WHAT THIS TASK INVOLVES —
Rewrite the records from the line with "Identify all instances of white uniform" to the line with "[451,166,579,216]", both included, with the requests kept as they are and every box coordinate in the answers multiplied by 1.55 and rounded to a whole number, halves going up. Give only those lines.

SOURCE MATERIAL —

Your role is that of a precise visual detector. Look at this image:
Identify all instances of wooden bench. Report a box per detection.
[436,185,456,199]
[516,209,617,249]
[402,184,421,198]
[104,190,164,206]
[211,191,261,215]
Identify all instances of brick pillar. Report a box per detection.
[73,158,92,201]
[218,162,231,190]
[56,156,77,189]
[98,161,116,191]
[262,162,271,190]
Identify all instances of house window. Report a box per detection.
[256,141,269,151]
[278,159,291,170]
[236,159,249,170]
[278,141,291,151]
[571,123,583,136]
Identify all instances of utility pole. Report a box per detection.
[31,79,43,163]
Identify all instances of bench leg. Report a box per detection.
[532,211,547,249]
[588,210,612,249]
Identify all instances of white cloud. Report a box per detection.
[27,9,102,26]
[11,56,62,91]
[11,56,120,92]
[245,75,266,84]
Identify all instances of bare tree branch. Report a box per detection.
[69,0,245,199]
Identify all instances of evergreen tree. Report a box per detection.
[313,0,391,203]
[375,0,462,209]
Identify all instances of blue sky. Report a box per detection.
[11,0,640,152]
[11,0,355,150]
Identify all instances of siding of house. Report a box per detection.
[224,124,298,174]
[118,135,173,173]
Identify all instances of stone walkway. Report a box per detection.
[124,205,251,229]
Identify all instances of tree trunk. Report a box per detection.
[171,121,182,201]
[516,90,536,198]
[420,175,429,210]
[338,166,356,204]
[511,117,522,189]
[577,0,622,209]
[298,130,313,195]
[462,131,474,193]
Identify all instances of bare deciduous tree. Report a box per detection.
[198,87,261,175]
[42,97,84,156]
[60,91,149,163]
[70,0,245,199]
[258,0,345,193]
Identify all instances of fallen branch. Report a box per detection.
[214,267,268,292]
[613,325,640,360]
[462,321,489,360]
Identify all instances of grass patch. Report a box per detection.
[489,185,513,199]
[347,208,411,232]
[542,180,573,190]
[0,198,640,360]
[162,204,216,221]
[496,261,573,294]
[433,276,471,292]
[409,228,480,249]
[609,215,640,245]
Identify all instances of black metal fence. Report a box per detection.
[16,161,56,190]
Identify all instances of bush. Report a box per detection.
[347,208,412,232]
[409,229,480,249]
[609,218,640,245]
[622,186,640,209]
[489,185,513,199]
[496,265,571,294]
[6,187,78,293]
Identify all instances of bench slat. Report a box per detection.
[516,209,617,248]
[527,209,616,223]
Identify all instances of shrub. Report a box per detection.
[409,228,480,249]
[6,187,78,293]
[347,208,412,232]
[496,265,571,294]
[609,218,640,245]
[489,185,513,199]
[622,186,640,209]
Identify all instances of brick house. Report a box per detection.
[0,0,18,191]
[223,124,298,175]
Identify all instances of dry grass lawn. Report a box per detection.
---
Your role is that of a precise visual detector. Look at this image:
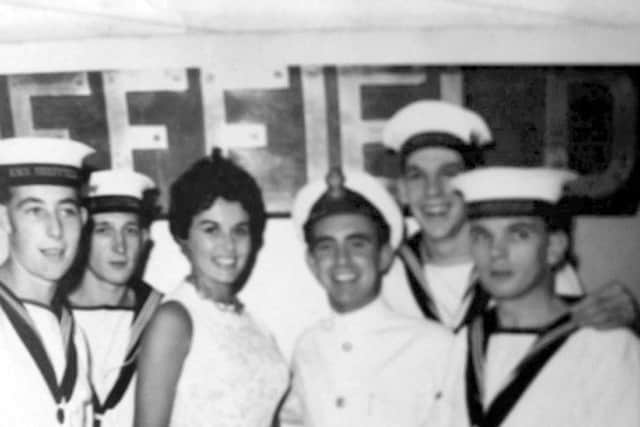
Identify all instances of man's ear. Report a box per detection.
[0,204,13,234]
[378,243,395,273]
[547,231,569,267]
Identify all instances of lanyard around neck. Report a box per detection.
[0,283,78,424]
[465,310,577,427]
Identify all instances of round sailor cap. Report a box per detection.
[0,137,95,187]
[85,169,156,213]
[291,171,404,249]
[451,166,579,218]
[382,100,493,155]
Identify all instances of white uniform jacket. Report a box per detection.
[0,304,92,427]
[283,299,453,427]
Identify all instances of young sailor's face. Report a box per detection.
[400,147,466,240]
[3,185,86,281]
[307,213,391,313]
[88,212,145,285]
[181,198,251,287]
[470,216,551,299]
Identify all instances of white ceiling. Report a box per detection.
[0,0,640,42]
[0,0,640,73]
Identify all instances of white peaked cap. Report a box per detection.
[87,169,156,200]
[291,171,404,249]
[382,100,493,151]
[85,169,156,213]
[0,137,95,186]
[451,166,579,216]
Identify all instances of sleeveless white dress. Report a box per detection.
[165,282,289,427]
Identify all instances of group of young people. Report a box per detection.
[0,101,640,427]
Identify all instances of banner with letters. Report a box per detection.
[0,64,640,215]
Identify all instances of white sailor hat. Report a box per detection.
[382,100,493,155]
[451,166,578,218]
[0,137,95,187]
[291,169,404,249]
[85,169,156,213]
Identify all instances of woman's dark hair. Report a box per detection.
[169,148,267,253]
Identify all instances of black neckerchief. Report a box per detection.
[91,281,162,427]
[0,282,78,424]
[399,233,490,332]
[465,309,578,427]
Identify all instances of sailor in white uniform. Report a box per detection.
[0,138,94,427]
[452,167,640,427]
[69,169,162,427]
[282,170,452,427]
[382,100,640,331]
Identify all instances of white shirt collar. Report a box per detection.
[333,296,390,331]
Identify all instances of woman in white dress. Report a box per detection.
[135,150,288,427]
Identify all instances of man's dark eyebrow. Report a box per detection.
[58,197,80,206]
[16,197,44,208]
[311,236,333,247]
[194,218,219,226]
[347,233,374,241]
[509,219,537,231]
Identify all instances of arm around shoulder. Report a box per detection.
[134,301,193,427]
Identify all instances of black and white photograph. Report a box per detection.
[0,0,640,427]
--
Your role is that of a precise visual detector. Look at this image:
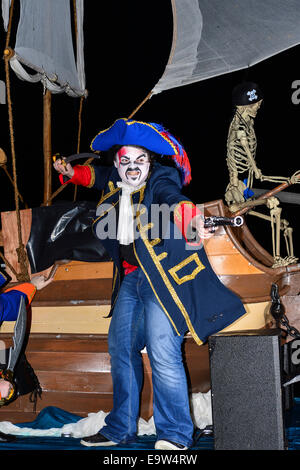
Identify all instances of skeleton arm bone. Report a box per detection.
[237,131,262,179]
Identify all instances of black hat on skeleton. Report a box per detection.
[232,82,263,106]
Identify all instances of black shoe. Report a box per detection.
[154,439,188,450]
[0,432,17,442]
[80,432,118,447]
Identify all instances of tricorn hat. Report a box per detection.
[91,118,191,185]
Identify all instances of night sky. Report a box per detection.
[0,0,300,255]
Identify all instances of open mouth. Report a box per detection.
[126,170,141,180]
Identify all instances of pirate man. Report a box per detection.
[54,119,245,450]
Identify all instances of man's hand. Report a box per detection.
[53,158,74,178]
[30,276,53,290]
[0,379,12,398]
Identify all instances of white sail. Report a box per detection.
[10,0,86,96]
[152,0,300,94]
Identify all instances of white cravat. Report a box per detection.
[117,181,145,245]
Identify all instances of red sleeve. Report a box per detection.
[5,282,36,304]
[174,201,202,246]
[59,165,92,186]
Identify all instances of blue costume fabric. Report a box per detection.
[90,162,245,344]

RESPONSE TO THIS TASK —
Identify all instances of white uniform jacket. Report a box per detection.
[0,471,143,662]
[439,463,702,662]
Identify all instances of young sailor's face. Report a box per detection.
[620,228,722,372]
[5,287,133,436]
[476,330,606,485]
[136,329,225,442]
[281,307,389,445]
[729,335,854,463]
Identify all instances of white ceiling. Report a box per detection.
[0,0,992,65]
[0,0,992,113]
Identify all instances of white peaked cap. Report a box per detection.
[135,262,242,310]
[451,265,626,386]
[592,155,764,234]
[132,262,242,330]
[0,212,147,288]
[699,257,897,335]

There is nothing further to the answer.